■ **Aim of the exercise**
Repeat each record below exactly as given.
====
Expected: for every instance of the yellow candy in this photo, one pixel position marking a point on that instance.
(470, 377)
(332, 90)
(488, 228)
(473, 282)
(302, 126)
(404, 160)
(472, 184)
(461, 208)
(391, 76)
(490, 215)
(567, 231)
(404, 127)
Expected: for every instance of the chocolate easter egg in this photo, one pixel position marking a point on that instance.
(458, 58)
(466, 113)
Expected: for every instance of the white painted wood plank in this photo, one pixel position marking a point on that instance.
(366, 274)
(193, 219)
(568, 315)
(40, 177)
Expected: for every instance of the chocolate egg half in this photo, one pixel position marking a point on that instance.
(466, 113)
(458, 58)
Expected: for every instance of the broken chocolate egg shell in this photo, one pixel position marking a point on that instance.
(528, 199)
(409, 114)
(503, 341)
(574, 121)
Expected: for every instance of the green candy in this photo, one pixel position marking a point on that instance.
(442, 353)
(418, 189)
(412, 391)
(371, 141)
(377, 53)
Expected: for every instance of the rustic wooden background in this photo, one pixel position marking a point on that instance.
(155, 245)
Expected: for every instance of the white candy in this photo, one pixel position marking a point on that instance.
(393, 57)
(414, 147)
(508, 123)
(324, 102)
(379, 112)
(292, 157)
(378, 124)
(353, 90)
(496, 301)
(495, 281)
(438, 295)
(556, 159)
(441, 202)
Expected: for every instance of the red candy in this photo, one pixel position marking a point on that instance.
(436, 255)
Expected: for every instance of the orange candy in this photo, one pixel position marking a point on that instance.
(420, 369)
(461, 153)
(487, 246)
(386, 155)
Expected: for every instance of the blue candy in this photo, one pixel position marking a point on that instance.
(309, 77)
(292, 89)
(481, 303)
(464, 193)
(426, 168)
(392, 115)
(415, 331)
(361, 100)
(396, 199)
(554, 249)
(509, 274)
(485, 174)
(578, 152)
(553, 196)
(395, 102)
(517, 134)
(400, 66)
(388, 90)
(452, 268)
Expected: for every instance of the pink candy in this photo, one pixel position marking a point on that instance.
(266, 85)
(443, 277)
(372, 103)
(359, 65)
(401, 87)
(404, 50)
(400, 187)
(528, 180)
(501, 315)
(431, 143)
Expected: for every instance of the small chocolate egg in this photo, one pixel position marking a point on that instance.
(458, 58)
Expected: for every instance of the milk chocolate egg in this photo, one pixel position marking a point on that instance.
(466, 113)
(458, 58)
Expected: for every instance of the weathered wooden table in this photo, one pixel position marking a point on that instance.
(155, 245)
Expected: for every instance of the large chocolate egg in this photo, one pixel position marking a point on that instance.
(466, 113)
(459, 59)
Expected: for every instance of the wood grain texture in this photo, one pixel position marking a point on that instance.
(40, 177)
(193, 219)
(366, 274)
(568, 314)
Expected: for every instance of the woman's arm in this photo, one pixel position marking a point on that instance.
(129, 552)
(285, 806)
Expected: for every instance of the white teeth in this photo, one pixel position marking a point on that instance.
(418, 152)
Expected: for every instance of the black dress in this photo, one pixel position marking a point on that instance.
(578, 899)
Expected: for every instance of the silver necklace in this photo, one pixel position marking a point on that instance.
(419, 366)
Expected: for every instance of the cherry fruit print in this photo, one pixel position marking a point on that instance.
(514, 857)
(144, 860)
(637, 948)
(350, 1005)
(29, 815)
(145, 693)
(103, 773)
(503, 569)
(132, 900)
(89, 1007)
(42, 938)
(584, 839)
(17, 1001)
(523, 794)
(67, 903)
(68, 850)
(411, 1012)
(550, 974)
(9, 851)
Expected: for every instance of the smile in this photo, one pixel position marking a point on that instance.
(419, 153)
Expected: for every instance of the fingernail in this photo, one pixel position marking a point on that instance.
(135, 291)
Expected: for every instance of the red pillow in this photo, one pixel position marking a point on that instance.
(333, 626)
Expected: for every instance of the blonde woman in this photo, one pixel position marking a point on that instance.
====
■ **Result**
Expected: for every instance of the yellow candy in this photo, one pixel position marking a point on that instance.
(470, 377)
(332, 90)
(488, 228)
(473, 282)
(302, 126)
(404, 160)
(472, 184)
(461, 208)
(391, 76)
(490, 215)
(567, 231)
(404, 127)
Expected: for every instance of the chocolate easter egg in this photo, one pixel position marking a point on that instance.
(458, 58)
(466, 113)
Expected: for every instance of the white painted wood plank in this photo, one pixel position marking a point on that instance.
(366, 274)
(193, 219)
(568, 315)
(40, 177)
Expected: for every instance of the chocolate egg half in this photo, one pixel position marking a point on that instance.
(466, 113)
(458, 58)
Expected: for every instance of the broken chocolate egg shell in this photo, one pixel position marking a point on that instance.
(528, 199)
(409, 114)
(503, 341)
(574, 121)
Expected: for every instance of the green candy in this photo, one pixel position marking a point on that instance.
(442, 353)
(418, 189)
(412, 391)
(371, 141)
(377, 53)
Expected: for every instance of the rustic wooden background in this photo, one pixel position marking a point on that instance.
(155, 245)
Expected: for every instance of the white candy in this photo, one pixel position marking a point on that instance.
(393, 57)
(414, 147)
(508, 123)
(324, 102)
(379, 112)
(292, 157)
(378, 124)
(353, 90)
(496, 301)
(495, 281)
(438, 295)
(556, 159)
(441, 202)
Expected: for every instance of the red candy in this photo, one pixel position marking a point on that instance.
(436, 255)
Expected: for every instance of the orange candy in this photo, one pixel position marking a point on that instance.
(420, 369)
(461, 153)
(487, 246)
(386, 155)
Expected: for every instance of the blue candy in this photo, one pixel position marking a point on that instance.
(309, 77)
(292, 89)
(481, 303)
(464, 193)
(426, 168)
(392, 115)
(415, 331)
(361, 100)
(396, 199)
(554, 249)
(509, 274)
(485, 174)
(578, 152)
(553, 196)
(395, 102)
(517, 134)
(400, 66)
(388, 90)
(452, 268)
Expected: for every instance of the pink candy in this photo, one pixel position marking a point on that instance.
(266, 85)
(443, 277)
(372, 103)
(359, 65)
(401, 87)
(404, 50)
(400, 187)
(528, 180)
(501, 315)
(431, 143)
Expected: for every instance of the small chocolate egg in this photo, one pixel position marking a point on that instance.
(458, 58)
Expected: for every instance of the milk chocolate egg in this photo, one pixel position marking a point on that instance.
(466, 113)
(458, 58)
Expected: for every instance of the weathered wooden table in this photo, one pixel position marking a point on that instance.
(155, 245)
Expected: for every instance of the large chocolate egg in this photo, one pixel position marking a point on that instance.
(466, 113)
(459, 59)
Expected: for every instance of the wood grain texture in this photo, one pixel position marking a point on that instance.
(40, 177)
(193, 219)
(366, 274)
(568, 314)
Expected: for every instance of the woman's arm in this photo, one pixel position marking a point on that instance.
(129, 552)
(285, 806)
Expected: for every instance of the white teeth in this photo, one pixel position marking a point on that instance.
(418, 152)
Expected: for every instance of the black dress in this photo, one pixel position marking a point on that instance.
(578, 899)
Expected: for every instance of the silver necklace in this photo, one pixel position marking a point on that instance.
(419, 366)
Expected: for every instance of the cherry fruit print in this photo, one pixel position marking a point on that instance.
(514, 857)
(144, 860)
(637, 948)
(350, 1005)
(29, 815)
(145, 693)
(103, 773)
(503, 569)
(132, 900)
(89, 1007)
(42, 938)
(584, 839)
(17, 1001)
(523, 794)
(67, 903)
(68, 850)
(411, 1012)
(550, 974)
(9, 851)
Expected: for every instance of the smile in this photo, one pixel position marking a point on that instance.
(419, 153)
Expected: for every instance of the fingernail in this photo, one pixel position marking a point on that instance.
(135, 291)
Expected: for every instance of the red pillow in this photo, one pixel position marking a point on that instance.
(333, 626)
Expected: for every instance of the blonde woman in this photo, one pixel position marking a point on that instance.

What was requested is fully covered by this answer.